Aim: Show every line of the records that contains the string "door", copying each one in full.

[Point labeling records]

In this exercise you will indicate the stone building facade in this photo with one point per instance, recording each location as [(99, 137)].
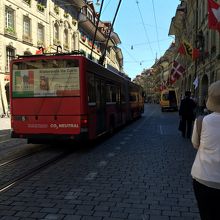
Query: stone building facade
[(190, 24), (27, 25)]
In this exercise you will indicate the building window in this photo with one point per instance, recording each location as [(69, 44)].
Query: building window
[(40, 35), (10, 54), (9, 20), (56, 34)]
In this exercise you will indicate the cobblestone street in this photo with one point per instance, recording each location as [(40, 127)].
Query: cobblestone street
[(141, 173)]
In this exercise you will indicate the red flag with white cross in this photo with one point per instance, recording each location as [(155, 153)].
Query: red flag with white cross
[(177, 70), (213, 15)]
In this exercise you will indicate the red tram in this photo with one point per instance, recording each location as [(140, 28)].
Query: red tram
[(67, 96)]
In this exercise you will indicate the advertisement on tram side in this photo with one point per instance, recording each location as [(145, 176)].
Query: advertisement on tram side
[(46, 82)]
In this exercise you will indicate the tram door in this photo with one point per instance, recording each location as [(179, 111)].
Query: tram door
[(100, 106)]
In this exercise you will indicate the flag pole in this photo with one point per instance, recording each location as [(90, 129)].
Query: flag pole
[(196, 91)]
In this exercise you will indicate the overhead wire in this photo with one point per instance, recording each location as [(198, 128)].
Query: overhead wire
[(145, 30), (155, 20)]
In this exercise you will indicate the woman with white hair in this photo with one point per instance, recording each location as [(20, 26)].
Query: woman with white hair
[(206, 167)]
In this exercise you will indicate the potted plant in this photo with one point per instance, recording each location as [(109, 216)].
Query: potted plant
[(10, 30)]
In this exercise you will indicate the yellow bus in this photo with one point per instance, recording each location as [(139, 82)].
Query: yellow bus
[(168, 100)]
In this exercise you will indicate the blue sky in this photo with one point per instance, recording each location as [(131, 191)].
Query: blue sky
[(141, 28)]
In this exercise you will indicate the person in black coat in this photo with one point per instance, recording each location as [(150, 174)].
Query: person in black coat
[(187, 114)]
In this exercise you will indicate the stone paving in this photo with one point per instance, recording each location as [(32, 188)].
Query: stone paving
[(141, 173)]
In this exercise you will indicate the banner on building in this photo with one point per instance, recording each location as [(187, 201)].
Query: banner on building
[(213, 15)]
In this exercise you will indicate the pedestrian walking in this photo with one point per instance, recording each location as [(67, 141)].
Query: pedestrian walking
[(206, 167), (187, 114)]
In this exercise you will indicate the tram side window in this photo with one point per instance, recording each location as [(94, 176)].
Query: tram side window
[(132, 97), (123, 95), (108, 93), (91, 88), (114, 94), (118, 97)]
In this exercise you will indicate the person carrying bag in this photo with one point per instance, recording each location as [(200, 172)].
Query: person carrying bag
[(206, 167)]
==
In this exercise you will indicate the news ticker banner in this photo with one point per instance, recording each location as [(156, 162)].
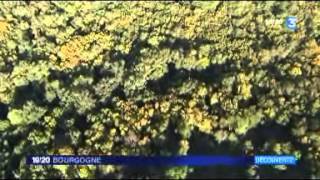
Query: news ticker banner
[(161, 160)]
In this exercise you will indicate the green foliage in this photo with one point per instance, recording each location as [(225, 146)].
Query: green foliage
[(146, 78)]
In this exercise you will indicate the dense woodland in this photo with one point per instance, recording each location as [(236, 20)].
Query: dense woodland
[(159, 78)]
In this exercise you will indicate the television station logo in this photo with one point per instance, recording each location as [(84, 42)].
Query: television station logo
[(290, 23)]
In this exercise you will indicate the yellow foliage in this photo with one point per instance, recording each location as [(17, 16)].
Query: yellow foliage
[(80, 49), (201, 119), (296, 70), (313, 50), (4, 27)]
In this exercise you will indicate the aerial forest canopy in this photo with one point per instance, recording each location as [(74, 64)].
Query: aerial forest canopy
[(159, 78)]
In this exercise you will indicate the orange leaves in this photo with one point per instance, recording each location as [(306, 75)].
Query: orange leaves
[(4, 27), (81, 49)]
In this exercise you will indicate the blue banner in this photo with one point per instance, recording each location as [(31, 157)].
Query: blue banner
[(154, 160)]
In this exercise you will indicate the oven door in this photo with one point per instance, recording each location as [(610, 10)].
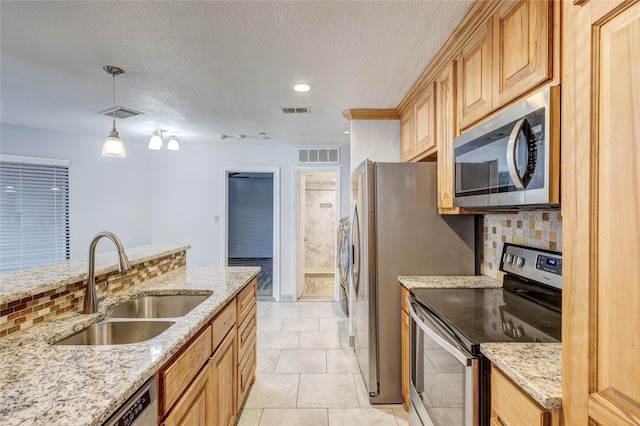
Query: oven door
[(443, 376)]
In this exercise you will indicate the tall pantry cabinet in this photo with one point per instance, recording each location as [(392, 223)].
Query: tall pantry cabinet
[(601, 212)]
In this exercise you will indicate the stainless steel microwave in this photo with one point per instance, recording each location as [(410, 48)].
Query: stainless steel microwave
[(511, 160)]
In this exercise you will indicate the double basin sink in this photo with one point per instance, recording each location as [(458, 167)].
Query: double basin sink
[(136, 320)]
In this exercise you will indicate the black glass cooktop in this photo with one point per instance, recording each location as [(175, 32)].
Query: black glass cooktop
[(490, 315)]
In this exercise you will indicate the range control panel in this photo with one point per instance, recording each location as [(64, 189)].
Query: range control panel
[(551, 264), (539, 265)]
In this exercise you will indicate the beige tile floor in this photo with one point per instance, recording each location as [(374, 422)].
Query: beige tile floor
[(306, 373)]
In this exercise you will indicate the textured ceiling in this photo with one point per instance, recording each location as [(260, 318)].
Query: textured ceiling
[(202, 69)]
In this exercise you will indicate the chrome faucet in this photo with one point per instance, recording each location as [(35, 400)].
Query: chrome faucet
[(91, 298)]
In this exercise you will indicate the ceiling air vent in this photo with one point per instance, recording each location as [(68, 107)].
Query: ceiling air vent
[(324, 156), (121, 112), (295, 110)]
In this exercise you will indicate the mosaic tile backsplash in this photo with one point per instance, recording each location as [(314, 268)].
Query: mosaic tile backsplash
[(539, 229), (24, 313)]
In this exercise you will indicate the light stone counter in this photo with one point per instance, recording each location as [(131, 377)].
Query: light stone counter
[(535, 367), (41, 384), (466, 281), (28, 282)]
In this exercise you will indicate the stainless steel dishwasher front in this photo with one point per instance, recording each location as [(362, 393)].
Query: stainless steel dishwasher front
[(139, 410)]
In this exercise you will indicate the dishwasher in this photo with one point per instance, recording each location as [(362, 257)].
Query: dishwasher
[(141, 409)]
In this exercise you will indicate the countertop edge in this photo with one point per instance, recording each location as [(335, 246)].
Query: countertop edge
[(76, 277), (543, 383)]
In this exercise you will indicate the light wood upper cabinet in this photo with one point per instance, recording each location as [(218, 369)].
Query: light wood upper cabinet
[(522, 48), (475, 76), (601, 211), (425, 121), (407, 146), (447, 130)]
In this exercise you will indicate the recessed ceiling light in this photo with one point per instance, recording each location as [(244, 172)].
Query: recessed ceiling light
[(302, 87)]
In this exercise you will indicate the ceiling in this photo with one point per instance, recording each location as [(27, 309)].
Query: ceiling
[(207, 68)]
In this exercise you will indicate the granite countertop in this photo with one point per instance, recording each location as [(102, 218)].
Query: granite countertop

Solution for this exercise:
In this exercise you will indicate the tram door in this photo with one point per instance, recording each location as [(179, 111)].
Query: tram door
In this exercise you will indicate the oven door in this photo with one point per instance, recording each location as [(610, 10)].
Query: oven door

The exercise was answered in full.